In early October 2007, The Sounds wrapped up their worldwide tour in Western Europe and Australia.

One of the band's songs, the synthpop-tinged, "Hurt You", was used in a Geico television commercial that originally aired in September 2008.

Maja Ivarsson was named in Blender Magazine's "Hottest Women of ... Rock" list.

The Sounds acknowledged and celebrated their tenth anniversary of their album Dying to Say This to You with a US tour (and two shows in Canada) from 15 November to 20 December 2016, performing the entire album live in its original track order; they also played their new single, "Thrill" (released 10 November 2016) as well as a few tracks from their earlier albums Living in America and Crossing the Rubicon.

=== Crossing the Rubicon ===
The Sounds released their third studio album Crossing the Rubicon, on 2 June 2009, via Original Signal Recordings (US and Canada) and Arnioki Records, their independent label. They collaborated with Mark Saunders as well as James Iha and Adam Schlesinger on the album. The album was mixed by Tim Palmer (Bowie, Pearl Jam, HIM, Cure) at his '62 Studios. The band performed the song "No One Sleeps When I'm Awake" on Last Call with Carson Daly on 12 February 2009, which was the first single from the album. The song was also included in CW's new show The Vampire Diaries in the "Haunted" episode. The title of the third album was inspired by Julius Caesar's act of defiance of January, 49 BC and refers to the band's separation from their previous record label and resultant independence. The album's second single, "Beatbox", was featured on American Idol. "Dorchester Hotel" was released as a third single in Germany only.

• _Information given_:

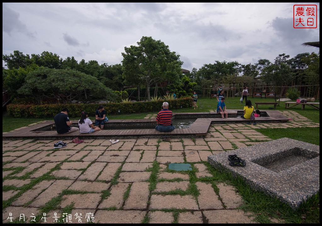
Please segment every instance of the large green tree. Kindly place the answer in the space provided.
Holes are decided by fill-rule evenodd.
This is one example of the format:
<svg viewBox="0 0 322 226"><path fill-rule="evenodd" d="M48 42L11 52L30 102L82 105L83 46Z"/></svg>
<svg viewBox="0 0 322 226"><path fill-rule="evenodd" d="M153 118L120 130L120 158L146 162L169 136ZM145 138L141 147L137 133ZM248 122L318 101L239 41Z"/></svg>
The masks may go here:
<svg viewBox="0 0 322 226"><path fill-rule="evenodd" d="M63 103L102 98L115 101L118 98L112 90L93 76L75 70L47 68L29 73L18 92L33 97L38 103L45 98L55 98Z"/></svg>
<svg viewBox="0 0 322 226"><path fill-rule="evenodd" d="M144 80L150 101L152 86L163 81L179 80L183 62L180 55L171 52L169 46L160 40L143 36L137 43L137 46L125 47L125 52L122 53L123 75L128 82L132 84Z"/></svg>
<svg viewBox="0 0 322 226"><path fill-rule="evenodd" d="M25 68L33 62L28 54L25 55L18 50L14 51L14 54L9 56L2 55L2 59L5 63L8 69L19 69L19 68Z"/></svg>

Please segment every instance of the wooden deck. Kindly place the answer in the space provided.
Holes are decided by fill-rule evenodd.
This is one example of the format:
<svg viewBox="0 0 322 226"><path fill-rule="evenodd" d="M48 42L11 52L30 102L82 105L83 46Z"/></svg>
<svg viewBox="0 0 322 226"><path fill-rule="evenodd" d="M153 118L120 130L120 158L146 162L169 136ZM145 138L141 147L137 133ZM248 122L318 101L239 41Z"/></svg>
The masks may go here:
<svg viewBox="0 0 322 226"><path fill-rule="evenodd" d="M80 133L79 131L73 132L69 133L58 134L55 131L39 131L42 128L47 127L54 124L53 121L43 122L34 125L28 126L17 130L10 132L2 134L3 140L13 139L33 139L37 140L62 140L71 139L78 137L79 139L111 139L119 138L159 138L165 135L168 135L174 138L205 137L207 135L209 127L211 124L223 124L226 123L245 123L248 121L260 122L287 122L289 119L276 111L267 111L266 112L269 117L255 118L255 120L245 119L241 118L229 117L230 115L234 115L236 117L237 111L242 110L230 110L229 118L222 119L220 115L214 113L174 113L178 118L185 117L191 118L198 117L194 122L187 129L175 129L169 132L160 132L155 129L109 129L108 124L113 123L153 123L156 125L155 119L146 119L115 120L110 120L106 123L103 129L91 133ZM218 116L218 117L209 117L210 116ZM126 128L125 126L122 128Z"/></svg>

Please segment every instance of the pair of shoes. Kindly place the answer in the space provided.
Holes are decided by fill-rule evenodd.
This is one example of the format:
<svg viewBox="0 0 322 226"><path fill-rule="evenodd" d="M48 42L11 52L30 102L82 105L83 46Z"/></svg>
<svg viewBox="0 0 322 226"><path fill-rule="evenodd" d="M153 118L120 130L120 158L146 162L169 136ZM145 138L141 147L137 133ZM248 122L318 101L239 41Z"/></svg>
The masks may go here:
<svg viewBox="0 0 322 226"><path fill-rule="evenodd" d="M170 137L168 136L164 136L162 137L162 140L164 141L170 141Z"/></svg>
<svg viewBox="0 0 322 226"><path fill-rule="evenodd" d="M115 140L115 139L111 139L111 140L109 140L109 141L110 142L112 142L112 144L117 143L119 141L119 140Z"/></svg>
<svg viewBox="0 0 322 226"><path fill-rule="evenodd" d="M73 143L74 143L75 144L80 144L81 143L83 143L83 142L84 140L79 140L78 137L76 137L75 139L73 139L72 141Z"/></svg>
<svg viewBox="0 0 322 226"><path fill-rule="evenodd" d="M229 161L229 165L231 166L239 166L243 167L246 165L245 160L242 159L236 155L228 156L228 160Z"/></svg>
<svg viewBox="0 0 322 226"><path fill-rule="evenodd" d="M54 148L61 148L67 146L67 143L64 143L62 141L60 141L54 145Z"/></svg>

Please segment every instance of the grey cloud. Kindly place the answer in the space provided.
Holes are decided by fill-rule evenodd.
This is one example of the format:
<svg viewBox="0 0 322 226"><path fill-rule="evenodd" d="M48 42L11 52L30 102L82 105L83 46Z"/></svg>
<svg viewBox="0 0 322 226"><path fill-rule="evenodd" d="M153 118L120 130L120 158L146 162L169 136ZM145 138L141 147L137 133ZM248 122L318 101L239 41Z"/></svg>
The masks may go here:
<svg viewBox="0 0 322 226"><path fill-rule="evenodd" d="M5 5L2 4L2 31L11 36L15 30L28 36L34 37L33 34L28 31L26 24L19 19L19 14Z"/></svg>
<svg viewBox="0 0 322 226"><path fill-rule="evenodd" d="M79 45L78 41L74 38L73 38L67 34L64 34L63 35L64 41L67 42L67 44L70 46L77 46Z"/></svg>

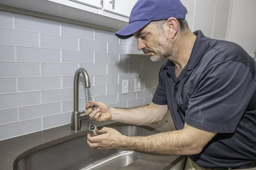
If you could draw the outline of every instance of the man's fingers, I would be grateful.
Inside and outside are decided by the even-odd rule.
[[[89,116],[90,118],[93,118],[94,117],[95,115],[98,112],[100,112],[100,109],[96,109],[96,110],[93,110],[92,112],[89,114]]]
[[[99,130],[99,132],[101,133],[108,133],[110,132],[110,129],[109,127],[103,127],[103,128]]]

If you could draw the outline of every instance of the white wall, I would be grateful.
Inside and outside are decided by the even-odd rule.
[[[125,55],[126,41],[113,32],[2,11],[0,20],[0,140],[70,124],[79,67],[89,75],[91,101],[125,108],[151,101],[163,62]],[[123,79],[128,94],[121,94]]]

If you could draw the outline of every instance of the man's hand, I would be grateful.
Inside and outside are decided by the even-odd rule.
[[[96,109],[94,110],[90,108],[91,104],[96,106]],[[98,121],[102,122],[111,120],[111,115],[109,107],[104,103],[89,101],[85,106],[85,114]]]
[[[92,137],[90,134],[87,136],[87,143],[91,148],[97,149],[121,149],[122,143],[125,136],[115,129],[103,127],[99,130],[102,135]]]

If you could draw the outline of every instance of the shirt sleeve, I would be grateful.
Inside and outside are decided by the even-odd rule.
[[[160,69],[158,74],[158,84],[156,89],[152,102],[155,104],[159,105],[166,105],[167,104],[166,101],[166,91],[164,87],[164,82],[165,81],[163,81],[162,77],[162,74],[164,72],[163,70],[163,66]]]
[[[250,68],[234,61],[209,66],[189,98],[185,122],[212,132],[235,132],[255,90]]]

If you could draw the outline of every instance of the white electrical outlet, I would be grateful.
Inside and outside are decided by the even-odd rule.
[[[140,78],[135,78],[134,80],[134,92],[140,91]]]
[[[122,84],[122,94],[128,93],[129,80],[123,80]]]

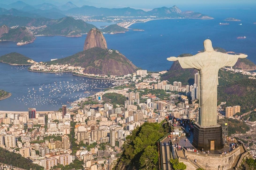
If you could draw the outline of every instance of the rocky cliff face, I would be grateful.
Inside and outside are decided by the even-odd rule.
[[[137,67],[116,50],[95,47],[73,55],[49,62],[70,64],[85,68],[84,72],[95,74],[121,76],[135,72]]]
[[[84,50],[94,47],[99,47],[104,49],[108,48],[107,42],[103,35],[96,28],[91,30],[87,35],[84,45]]]
[[[0,37],[4,34],[7,34],[9,32],[9,28],[5,25],[0,27]]]

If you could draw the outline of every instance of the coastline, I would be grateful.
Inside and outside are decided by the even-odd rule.
[[[95,79],[105,79],[106,80],[113,80],[114,81],[120,81],[120,80],[113,80],[113,79],[111,79],[110,78],[98,78],[97,77],[90,77],[89,76],[83,76],[82,75],[79,75],[79,74],[72,74],[74,76],[79,76],[80,77],[87,77],[88,78],[94,78]]]
[[[150,19],[148,20],[147,20],[146,21],[143,21],[143,22],[135,22],[134,23],[132,23],[129,24],[125,26],[124,27],[124,28],[126,28],[127,29],[128,29],[133,24],[136,24],[137,23],[146,23],[147,22],[148,22],[149,21],[154,21],[155,20],[177,20],[177,19],[186,19],[186,18],[157,18],[156,19]]]
[[[31,71],[31,72],[37,72],[38,73],[68,73],[69,72],[73,72],[73,71],[58,71],[57,72],[50,72],[49,71],[40,71],[31,70],[29,70],[28,69],[28,71]]]
[[[48,113],[51,113],[57,112],[57,111],[37,111],[36,113],[45,113],[48,114]],[[28,113],[28,111],[0,111],[0,113]]]
[[[11,63],[8,63],[8,62],[4,62],[3,61],[0,61],[0,62],[1,62],[2,63],[4,63],[5,64],[9,64],[9,65],[13,65],[13,66],[22,66],[22,65],[32,65],[33,64],[11,64]]]
[[[12,94],[11,93],[9,93],[8,94],[8,95],[7,95],[5,97],[3,97],[3,98],[0,98],[0,100],[2,100],[6,99],[7,98],[9,98],[11,96],[12,96]]]
[[[32,72],[37,72],[38,73],[68,73],[68,72],[70,72],[73,73],[73,71],[58,71],[57,72],[47,72],[47,71],[39,71],[31,70],[29,69],[28,69],[28,71],[31,71]],[[79,74],[74,74],[73,73],[72,73],[72,74],[74,76],[79,76],[80,77],[85,77],[93,78],[94,79],[105,79],[106,80],[112,80],[112,81],[120,81],[120,80],[114,80],[114,79],[111,79],[108,78],[104,78],[103,77],[103,78],[94,77],[90,77],[90,76],[84,76],[84,75],[79,75]]]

• _Exercise instructions_: Reproduce word for word the passage of the text on The Sounds above, from "In early October" to "in September 2008.", inclusive.

• _Response to the exercise_:
In early October 2007, The Sounds wrapped up their worldwide tour in Western Europe and Australia.

One of the band's songs, the synthpop-tinged, "Hurt You", was used in a Geico television commercial that originally aired in September 2008.